Après trois mois de conflits parlementaires avec les Gauches, le Centre droit essaya de s'assurer les Chambres de l'avenir en proposant une loi électorale qui exigeait trois ans de domicile pour être électeur, et la création d'un grand conseil nommé par le Président de la République. La Droite s'unit aux gauches pour rejeter la priorité de la loi électorale par 381 voix contre 317 (16 mai 1874).

Le ministère de Broglie fut remplacé par un ministère Cissey (le 24 mai; réorganisé en juillet), formé d'une coalition entre les partis monarchiques. Les impérialistes, qui venaient de s'organiser en parti d'action avec un comité central présidé par Rouher, entrèrent dans le ministère. Mais la domination resta au Centre droit orléaniste; Mac-Mahon continuait à obéir aux avis des chefs de ce parti qui l'avait porté au pouvoir.

• Consigne
Recopiez, s'il vous plaît, le passage du texte sur la chute du ministère de Broglie, de "Après trois mois" à "porté au pouvoir.", en remplaçant "Chambres" par "Assemblées".

• Données affichées
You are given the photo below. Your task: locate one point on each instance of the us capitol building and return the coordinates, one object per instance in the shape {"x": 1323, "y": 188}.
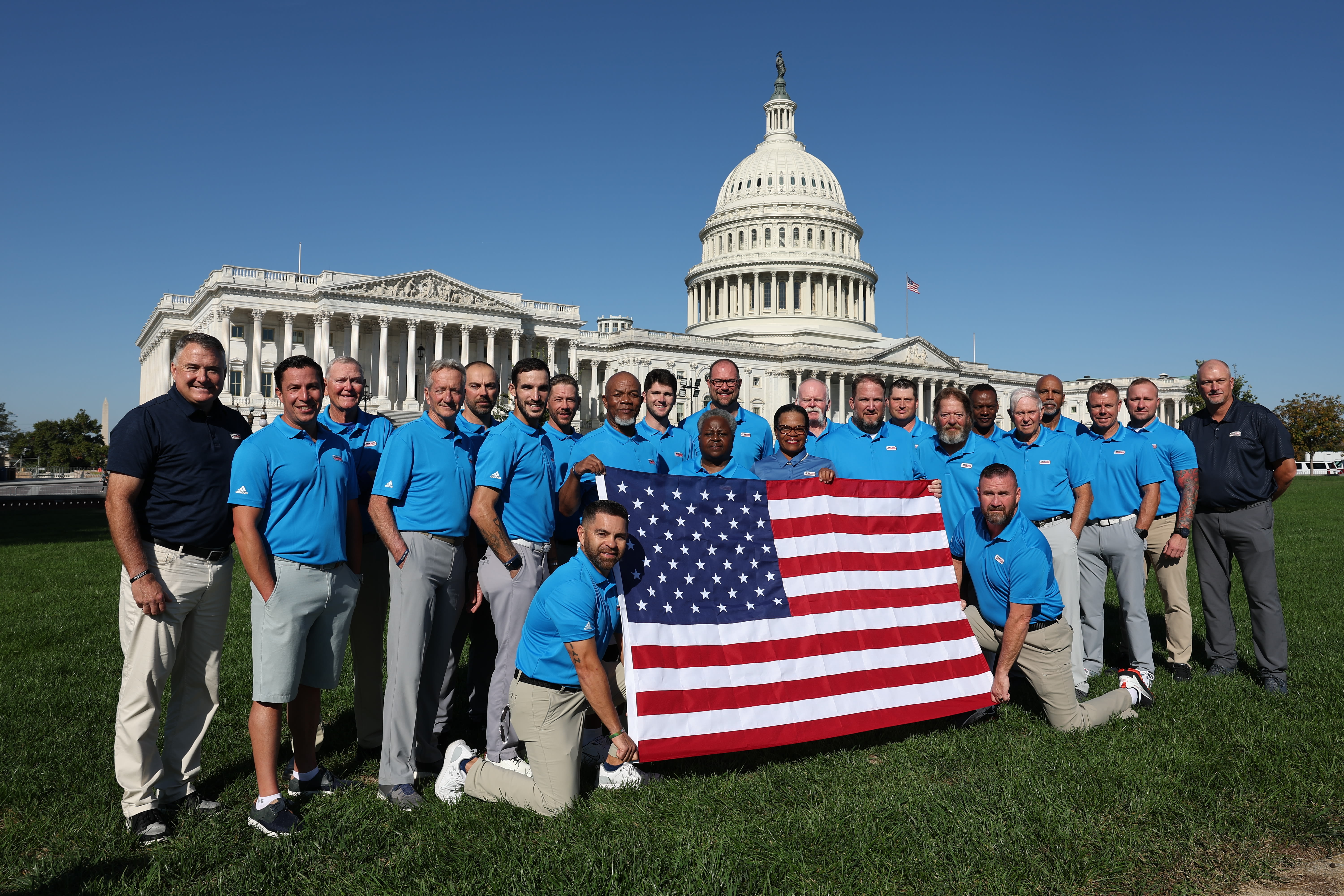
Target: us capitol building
{"x": 782, "y": 288}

• Résultat de l'exercice
Après trois mois de conflits parlementaires avec les Gauches, le Centre droit essaya de s'assurer les Assemblées de l'avenir en proposant une loi électorale qui exigeait trois ans de domicile pour être électeur, et la création d'un grand conseil nommé par le Président de la République. La Droite s'unit aux gauches pour rejeter la priorité de la loi électorale par 381 voix contre 317 (16 mai 1874).

Le ministère de Broglie fut remplacé par un ministère Cissey (le 24 mai; réorganisé en juillet), formé d'une coalition entre les partis monarchiques. Les impérialistes, qui venaient de s'organiser en parti d'action avec un comité central présidé par Rouher, entrèrent dans le ministère. Mais la domination resta au Centre droit orléaniste; Mac-Mahon continuait à obéir aux avis des chefs de ce parti qui l'avait porté au pouvoir.